-- Opening Marker --

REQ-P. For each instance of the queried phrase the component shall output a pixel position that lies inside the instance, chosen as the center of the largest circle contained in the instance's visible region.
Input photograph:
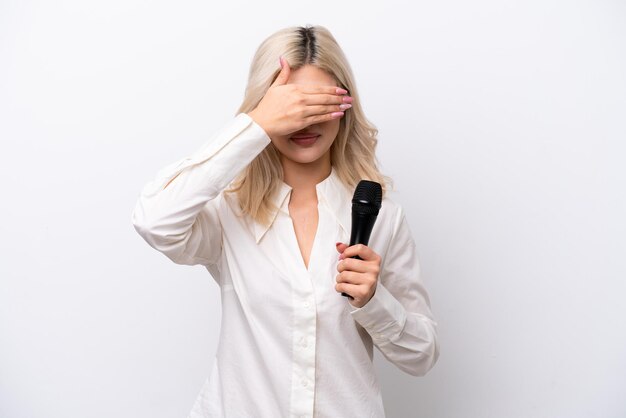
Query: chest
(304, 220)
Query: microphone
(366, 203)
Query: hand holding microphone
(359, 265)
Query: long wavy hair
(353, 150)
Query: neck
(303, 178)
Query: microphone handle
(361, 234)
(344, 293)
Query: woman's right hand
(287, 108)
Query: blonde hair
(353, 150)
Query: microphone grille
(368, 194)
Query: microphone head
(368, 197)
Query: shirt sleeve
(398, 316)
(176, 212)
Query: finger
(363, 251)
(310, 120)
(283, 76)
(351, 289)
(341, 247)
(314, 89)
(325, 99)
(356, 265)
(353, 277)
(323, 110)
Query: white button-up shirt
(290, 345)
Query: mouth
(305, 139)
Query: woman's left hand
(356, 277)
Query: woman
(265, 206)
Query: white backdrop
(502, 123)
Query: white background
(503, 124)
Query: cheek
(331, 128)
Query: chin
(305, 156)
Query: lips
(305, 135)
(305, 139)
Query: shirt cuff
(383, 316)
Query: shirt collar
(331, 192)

-- Closing Marker --
-- Opening Marker --

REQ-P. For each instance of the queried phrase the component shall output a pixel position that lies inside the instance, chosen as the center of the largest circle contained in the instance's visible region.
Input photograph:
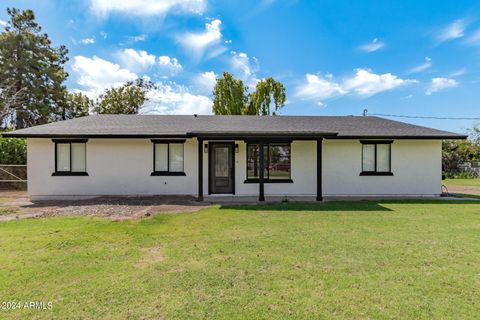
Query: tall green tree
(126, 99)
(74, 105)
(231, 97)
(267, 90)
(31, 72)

-- Closing Marker --
-- Opening Marker --

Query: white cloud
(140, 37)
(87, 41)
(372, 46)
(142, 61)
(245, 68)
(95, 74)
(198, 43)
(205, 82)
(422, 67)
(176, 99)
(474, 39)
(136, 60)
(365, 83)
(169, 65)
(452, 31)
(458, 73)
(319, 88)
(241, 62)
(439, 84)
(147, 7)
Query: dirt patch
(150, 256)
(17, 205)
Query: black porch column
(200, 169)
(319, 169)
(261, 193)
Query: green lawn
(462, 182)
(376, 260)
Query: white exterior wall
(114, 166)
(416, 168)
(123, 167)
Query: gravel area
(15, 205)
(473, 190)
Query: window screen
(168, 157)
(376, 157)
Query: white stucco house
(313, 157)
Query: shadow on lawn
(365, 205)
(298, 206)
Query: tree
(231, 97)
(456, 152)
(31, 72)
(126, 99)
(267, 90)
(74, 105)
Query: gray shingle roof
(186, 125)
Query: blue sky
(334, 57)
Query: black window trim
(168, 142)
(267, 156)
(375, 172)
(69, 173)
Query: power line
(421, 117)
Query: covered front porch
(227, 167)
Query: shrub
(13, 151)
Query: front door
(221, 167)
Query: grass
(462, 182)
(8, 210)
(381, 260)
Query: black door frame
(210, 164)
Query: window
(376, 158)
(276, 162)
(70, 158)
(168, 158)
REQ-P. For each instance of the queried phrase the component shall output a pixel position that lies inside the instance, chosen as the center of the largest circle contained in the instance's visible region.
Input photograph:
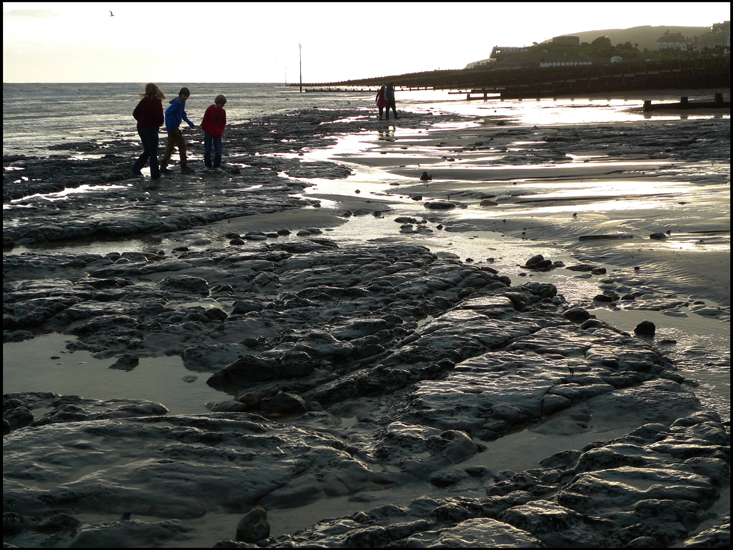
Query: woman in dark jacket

-- Closing Marker --

# [TASK TO CARRY OUT]
In the data above, the stretch from the line with "Query: gray shingle roof" through the line with "Query: woman in dark jacket" is to be returned exactly, minus any pictures.

# [THE COMPLETED TASK]
Query: gray shingle roof
(186, 125)
Query: blue sky
(334, 57)
Query: black window trim
(168, 142)
(267, 156)
(375, 172)
(69, 173)
Query: power line
(421, 117)
Query: covered front porch
(227, 167)
Query: shrub
(13, 151)
Query: front door
(221, 167)
Query: grass
(462, 182)
(8, 210)
(381, 260)
Query: black door frame
(210, 164)
Query: window
(376, 158)
(276, 162)
(70, 158)
(168, 158)
REQ-P. For each instance of the queried phrase the component shall output a pixel position that lies inside the instance, chosen as the center of the largest circle contained in the instance's visible region.
Input photograph:
Query: woman in dark jacket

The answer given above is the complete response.